## Yapılacak İş
Seçilmiş bölümden yararlanarak şu soruları yanıtlayın:
(a) Evlilik neye benzetilmektedir ve büyümesi için ne gerektiği belirtilmektedir?
(b) Her evlilik kurumu, bireylerin hangi farklılıklarına göre değişiklik gösterebilir?
(c) Evliliğine yatırım yapmak isteyen kişinin önce neyi fark etmesi, ardından neyi bilmesi gerekir?

## Seçilmiş Bölüm
Sağlıklı Ve Mutlu Evlilik İçin Yapılabilecekler

Güncelleme Tarihi:

Sağlıklı Ve Mutlu Evlilik İçin Yapılabilecekler
Oluşturulma Tarihi: Nisan 19, 2015 11:17

Uzman Psikolog Naciye Tokaç, sağlıklı ve mutlu evlilik için yapılabilecekler hususunda önerilerde bulundu.
Evliliğin bir çocuk gibi olduğunu ve büyümesi için sürekli beslenmesi gerektiğini belirten Tokaç, “Evlilikte ise bu süreç sürekli yatırım yapılması ve beslenmesi ile gerçekleşmektedir. Söz konusu yatırım evlilik kurumuna bağlı olan kişilerin öncelikle evlilikleri konusunda sağlıklı bir birliktelik isteklerinin olması ve ardından buna bağlı olarak kendilerini geliştirmesi ile mümkündür. Her evlilik kurumu kendi içinde bireylerin kültürel, ekonomik, sosyal, eğitim ve psikolojik farklılıklarına göre değişiklik gösterebilir. Bir birliktelik için çok önemli olan bir sosyal değer, diğer bir birliktelik için o kadar da önem arz etmeyebilir. Bu nedenle evliliklerin unsurları ve yapılması gereken yatırımları değerlendirirken; bu birlikteliğin içinde bulunduğu tüm öğeler önem kazanmaktadır. Eğer evliliğinize yatırım yapmak ve sağlıklı bir ilişki içerisinde bulunmak istiyorsanız, önce kendi özelliklerinizi ve değerlerinizi fark etmeniz, ardından eşinizin özelliklerini ve değerlerini bilmeniz gereklidir. Böylece sadece kendi arzu ve istekleriniz doğrultusunda ilerlemekten ziyade ikinizi de mutlu edebilecek faktörlere sahip olmaya çalışırsınız” diye konuştu.

## Listelenen Veriler
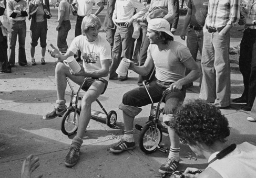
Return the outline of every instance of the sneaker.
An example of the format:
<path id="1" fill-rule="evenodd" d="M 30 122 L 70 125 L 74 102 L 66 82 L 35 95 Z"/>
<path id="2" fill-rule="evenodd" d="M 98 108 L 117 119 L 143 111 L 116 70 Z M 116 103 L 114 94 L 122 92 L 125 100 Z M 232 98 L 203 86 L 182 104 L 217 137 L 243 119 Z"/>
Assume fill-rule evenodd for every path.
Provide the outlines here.
<path id="1" fill-rule="evenodd" d="M 179 161 L 175 161 L 172 157 L 171 158 L 168 158 L 166 162 L 161 165 L 158 171 L 162 174 L 166 173 L 171 173 L 176 170 L 179 164 Z"/>
<path id="2" fill-rule="evenodd" d="M 54 107 L 54 108 L 49 113 L 48 113 L 45 116 L 43 116 L 44 119 L 54 119 L 57 116 L 61 117 L 67 110 L 67 106 L 64 109 L 60 109 Z"/>
<path id="3" fill-rule="evenodd" d="M 45 64 L 45 59 L 44 58 L 42 58 L 41 59 L 41 64 L 42 64 L 42 65 Z"/>
<path id="4" fill-rule="evenodd" d="M 31 64 L 32 65 L 36 65 L 36 61 L 35 61 L 35 59 L 33 59 L 31 61 Z"/>
<path id="5" fill-rule="evenodd" d="M 135 148 L 135 142 L 128 142 L 121 138 L 118 142 L 110 148 L 110 151 L 120 153 L 125 150 L 132 150 Z"/>
<path id="6" fill-rule="evenodd" d="M 247 118 L 247 120 L 251 122 L 256 122 L 256 118 L 254 118 L 252 117 L 248 117 Z"/>
<path id="7" fill-rule="evenodd" d="M 66 156 L 65 164 L 68 167 L 74 166 L 78 161 L 80 149 L 71 146 L 69 151 Z"/>

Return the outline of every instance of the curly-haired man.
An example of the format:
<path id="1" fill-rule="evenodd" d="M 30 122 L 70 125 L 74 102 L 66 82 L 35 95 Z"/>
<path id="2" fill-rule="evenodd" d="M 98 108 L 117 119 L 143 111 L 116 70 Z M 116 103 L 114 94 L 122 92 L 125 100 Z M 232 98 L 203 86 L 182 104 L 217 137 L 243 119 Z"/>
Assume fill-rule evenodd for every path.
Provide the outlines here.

## Beklenen Çıktı
(a) Evlilik bir çocuğa benzetilmektedir. Büyümesi için sürekli beslenmesi gerekir.
(b) Bireylerin kültürel, ekonomik, sosyal, eğitim ve psikolojik farklılıklarına göre değişiklik gösterebilir.
(c) Önce kendi özelliklerini ve değerlerini fark etmesi, ardından eşinin özelliklerini ve değerlerini bilmesi gerekir.